GOAL OF THE EXERCISE
Copy each of the items below word for word, keeping every character the same.

MATERIAL SUPPLIED
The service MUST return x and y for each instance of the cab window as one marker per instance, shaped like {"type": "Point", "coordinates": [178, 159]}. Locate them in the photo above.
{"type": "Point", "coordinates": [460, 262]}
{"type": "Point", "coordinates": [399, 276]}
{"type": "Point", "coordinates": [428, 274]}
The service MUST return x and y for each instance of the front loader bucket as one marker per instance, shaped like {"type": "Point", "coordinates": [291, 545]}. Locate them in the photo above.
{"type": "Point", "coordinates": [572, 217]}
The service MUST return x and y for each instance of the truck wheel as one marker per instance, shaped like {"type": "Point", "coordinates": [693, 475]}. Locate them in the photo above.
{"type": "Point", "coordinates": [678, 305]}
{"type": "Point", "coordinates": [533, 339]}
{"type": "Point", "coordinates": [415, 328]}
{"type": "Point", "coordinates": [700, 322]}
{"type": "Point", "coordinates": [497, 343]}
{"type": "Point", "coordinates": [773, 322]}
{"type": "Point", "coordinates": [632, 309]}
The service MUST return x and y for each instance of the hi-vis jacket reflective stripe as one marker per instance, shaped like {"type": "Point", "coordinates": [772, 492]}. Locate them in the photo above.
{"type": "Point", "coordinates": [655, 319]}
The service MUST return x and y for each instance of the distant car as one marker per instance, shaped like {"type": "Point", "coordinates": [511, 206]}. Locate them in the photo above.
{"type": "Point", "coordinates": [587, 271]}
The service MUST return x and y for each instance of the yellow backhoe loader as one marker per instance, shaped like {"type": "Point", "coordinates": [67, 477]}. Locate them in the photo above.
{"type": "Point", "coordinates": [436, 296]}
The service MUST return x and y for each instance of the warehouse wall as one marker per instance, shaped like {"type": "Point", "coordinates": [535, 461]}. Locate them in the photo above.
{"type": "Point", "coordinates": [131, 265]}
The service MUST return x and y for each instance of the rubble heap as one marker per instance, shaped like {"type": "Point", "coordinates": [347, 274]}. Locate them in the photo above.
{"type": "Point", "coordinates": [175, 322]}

TASK OUTPUT
The service MUST return x and y for each instance of the cab window as one marker per instance, shaped like {"type": "Point", "coordinates": [178, 159]}. Locate them in the photo above.
{"type": "Point", "coordinates": [460, 262]}
{"type": "Point", "coordinates": [399, 276]}
{"type": "Point", "coordinates": [428, 274]}
The service MUST return x and y for each instance of the front loader bucket as one marker per instance, shaped like {"type": "Point", "coordinates": [291, 545]}. Locate them in the photo above.
{"type": "Point", "coordinates": [572, 217]}
The service MUST return x and y for each instance of the truck wheel as one marker per instance, shaped like {"type": "Point", "coordinates": [693, 475]}. Locate them in the photo above.
{"type": "Point", "coordinates": [678, 305]}
{"type": "Point", "coordinates": [533, 339]}
{"type": "Point", "coordinates": [415, 328]}
{"type": "Point", "coordinates": [700, 322]}
{"type": "Point", "coordinates": [497, 343]}
{"type": "Point", "coordinates": [773, 322]}
{"type": "Point", "coordinates": [632, 309]}
The service MUST return x and y for each instance of the hi-vis jacket reflective stripe as one marker per instance, shaped like {"type": "Point", "coordinates": [772, 492]}. Locate them in the photo above.
{"type": "Point", "coordinates": [655, 319]}
The service MUST return x and y for each instance of the distant car as one marker per instance, shaped like {"type": "Point", "coordinates": [511, 206]}. Locate them in the photo above.
{"type": "Point", "coordinates": [587, 271]}
The service MUST return x and y for each instance of the yellow backhoe loader as one marker per instance, shaped like {"type": "Point", "coordinates": [67, 477]}. Locate them in the photo above.
{"type": "Point", "coordinates": [436, 296]}
The service MUST return x and y for each instance of the warehouse wall as one marker per instance, shaped like {"type": "Point", "coordinates": [535, 461]}. Locate them in the photo above.
{"type": "Point", "coordinates": [131, 265]}
The service MUST return x and y for each instance of the rubble heap as one marker per instance, shaped like {"type": "Point", "coordinates": [347, 274]}. Locate them in the photo above.
{"type": "Point", "coordinates": [175, 322]}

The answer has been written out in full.